* _Excerpt provided_
- - -

The hacker’s next victim was Salem’s high school principal. The principal learned of the leak and warned his wife. He couldn’t remember everything in his browser cache, of course, but he figured his online life was relatively clean.

But in the data dump were eight photos of the principal’s 6-year-old girl on his phone, naked, in the bathtub. The people of Salem called him a pedophile. A child molester. When he takes the podium to insist he is neither, they boo him off the stage, ready to tear him apart.

Lily and her three best friends, Bex, Sarah and Em, watch the leaks as they roll out. Transsexual Bex celebrates the mayor’s death, given his conservative political leanings. But Lily insists it’s sad for both him and his family. “You can disagree with him and still feel empathy,” she says. When her parents call her principal a pervert, Lily disagrees. “Nudity is not inherently sexual,” she says, reminding her mom and dad that they have a picture of her, as a baby, on the mantel, not wearing a stitch of clothes.

- - -

* _Data excerpt_
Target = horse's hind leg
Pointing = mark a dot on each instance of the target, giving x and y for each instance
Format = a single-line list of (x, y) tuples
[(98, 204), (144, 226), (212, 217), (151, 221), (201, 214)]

- - -

* _Tasks to perform_
(a) Give the stretch of the Salem leaks passage from "But in the data" through "tear him apart." again, swapping "podium" for "lectern".
(b) Extend the passage about the Salem leaks beyond its last sentence.

* _Replies_
(a)
But in the data dump were eight photos of the principal’s 6-year-old girl on his phone, naked, in the bathtub. The people of Salem called him a pedophile. A child molester. When he takes the lectern to insist he is neither, they boo him off the stage, ready to tear him apart.

(b)
But Lily speaks from a slight remove. After all, none of her data was leaked. None of her secrets were exposed.

Yet.

Things are about to grow a lot more crazy in Salem, thanks to the hacker’s unfettered access to seemingly everyone’s data. Thousands of people.

And as Assassination Nation tells us itself, “I will warn you that it gets pretty graphic.”

Positive Elements

Make no mistake: Assassination Nation is not what you would call a Plugged In sort of movie. But it does make a Plugged In sort of point in its cautionary, even mournful stance about the invasiveness of social media and technology. Also, some characters risk their lives for others.

Spiritual Elements

Many of the movie’s villains say they’re out to defend traditional morality. And while that morality isn’t explicitly tied to religion or faith here, it’s not a huge leap to read the film, in part, as a scathing excoriation of conservative Christian values (which are deemed both wildly judgmental and deeply hypocritical). And the fact the film chose to name the fictional town “Salem” is, naturally, suggestive of the infamous witch hunts associated with another town of the same name.

Lily derisively references the online phrase “#blessed” in a rant skewering the lies we tell ourselves and the emptiness that’s sometimes at work in online conversations. Someone wears a necklace with a cross.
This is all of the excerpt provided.